» Stated exercise: Write out every line of the data below as a numbered list, leaving out any blank lines.

» Information provided:

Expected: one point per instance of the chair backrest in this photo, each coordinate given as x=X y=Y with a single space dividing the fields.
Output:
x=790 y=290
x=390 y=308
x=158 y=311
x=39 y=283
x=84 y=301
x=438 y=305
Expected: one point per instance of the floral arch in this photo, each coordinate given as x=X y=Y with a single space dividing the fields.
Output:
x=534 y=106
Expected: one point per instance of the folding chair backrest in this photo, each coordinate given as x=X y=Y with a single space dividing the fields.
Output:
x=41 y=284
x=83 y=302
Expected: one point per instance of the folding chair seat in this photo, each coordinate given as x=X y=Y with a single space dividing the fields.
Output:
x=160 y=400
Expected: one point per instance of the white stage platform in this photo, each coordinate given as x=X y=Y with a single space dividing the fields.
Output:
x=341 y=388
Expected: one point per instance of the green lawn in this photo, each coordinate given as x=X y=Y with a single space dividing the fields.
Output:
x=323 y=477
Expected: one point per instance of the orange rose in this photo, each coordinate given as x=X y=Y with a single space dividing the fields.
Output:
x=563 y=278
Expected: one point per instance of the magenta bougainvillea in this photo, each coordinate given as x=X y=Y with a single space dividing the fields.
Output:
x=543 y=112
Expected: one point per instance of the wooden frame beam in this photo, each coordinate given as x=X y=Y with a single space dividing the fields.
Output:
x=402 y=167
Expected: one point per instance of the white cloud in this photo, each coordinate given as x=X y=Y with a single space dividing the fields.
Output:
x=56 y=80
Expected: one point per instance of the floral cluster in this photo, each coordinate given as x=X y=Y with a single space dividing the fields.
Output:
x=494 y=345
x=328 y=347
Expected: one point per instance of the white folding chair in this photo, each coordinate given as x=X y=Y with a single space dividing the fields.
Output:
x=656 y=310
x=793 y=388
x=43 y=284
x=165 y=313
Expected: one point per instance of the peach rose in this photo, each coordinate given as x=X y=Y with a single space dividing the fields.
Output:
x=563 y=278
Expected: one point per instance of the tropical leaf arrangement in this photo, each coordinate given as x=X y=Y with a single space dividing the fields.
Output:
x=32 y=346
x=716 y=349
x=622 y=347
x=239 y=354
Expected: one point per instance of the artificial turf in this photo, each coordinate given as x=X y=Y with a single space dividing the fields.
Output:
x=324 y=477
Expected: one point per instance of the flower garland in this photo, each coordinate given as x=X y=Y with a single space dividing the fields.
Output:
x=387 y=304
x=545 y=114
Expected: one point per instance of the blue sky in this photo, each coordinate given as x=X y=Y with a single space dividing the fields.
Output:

» Answer to the exercise:
1. Expected: one point per instance of the chair backrest in this photo, each coordinate given as x=X y=Y with a single space dividing the fields.
2. Output:
3. x=790 y=290
4. x=390 y=308
5. x=158 y=311
6. x=39 y=283
7. x=84 y=301
8. x=438 y=305
9. Expected: one point per instance of the floral arch in this photo, each coordinate given as x=X y=Y with a single space dividing the fields.
10. Output:
11. x=534 y=106
12. Expected: one point per instance of the folding chair backrest in this photo, each coordinate given as x=X y=Y with a single space dividing the fields.
13. Output:
14. x=41 y=284
15. x=83 y=302
16. Expected: one point per instance of the folding chair seat in this photo, each coordinate given as x=X y=Y with a single space dividing the fields.
17. Output:
18. x=160 y=400
19. Expected: one point per instance of the white stage platform in this photo, each coordinate given as x=X y=Y with a single space dividing the fields.
20. Output:
21. x=341 y=388
22. Expected: one point per instance of the green lawn in this photo, each coordinate given as x=X y=Y with a single space dividing the fields.
23. Output:
24. x=323 y=477
25. Expected: one point per instance of the orange rose in this photo, each coordinate given as x=X y=Y with a single space dividing the fields.
26. Output:
27. x=563 y=278
28. Expected: one point per instance of the magenta bougainvillea in this photo, each coordinate given as x=X y=Y with a single space dividing the fields.
29. Output:
30. x=543 y=112
31. Expected: one point per instance of the wooden frame beam in this photo, each coordinate given as x=X y=Y with a single space dividing the fields.
32. Output:
33. x=402 y=167
34. Expected: one point per instance of the white cloud in this photo, each coordinate given as x=X y=Y with a single space dividing the fields.
35. Output:
36. x=56 y=80
37. Expected: one point per instance of the floral cluster in this photo, each coordinate given as x=X y=Y with a single space dividing the fields.
38. Output:
39. x=494 y=345
40. x=328 y=347
41. Expected: one point per instance of the white folding chair in this photo, each coordinate given as x=X y=Y with a single space dividing the fields.
42. Output:
43. x=656 y=310
44. x=793 y=388
45. x=43 y=284
46. x=165 y=313
47. Expected: one point per instance of the peach rose in this photo, each coordinate given as x=X y=Y with a single space dividing the fields.
48. Output:
49. x=563 y=278
50. Expected: one point per instance of the tropical leaf arrangement in this photo, each coordinate given as x=X y=Y with a single space dividing the fields.
51. Output:
52. x=32 y=346
53. x=716 y=349
54. x=622 y=347
55. x=239 y=354
56. Expected: one point per instance of the artificial turf in this photo, each coordinate given as x=X y=Y with a single space dividing the fields.
57. Output:
58. x=324 y=477
59. Expected: one point per instance of the flower garland in this photo, each coordinate given as x=X y=Y with a single space dividing the fields.
60. Output:
61. x=387 y=304
62. x=545 y=114
63. Expected: one point per instance of the blue sky in this photo, each coordinate given as x=X y=Y with a single space dividing the fields.
64. Output:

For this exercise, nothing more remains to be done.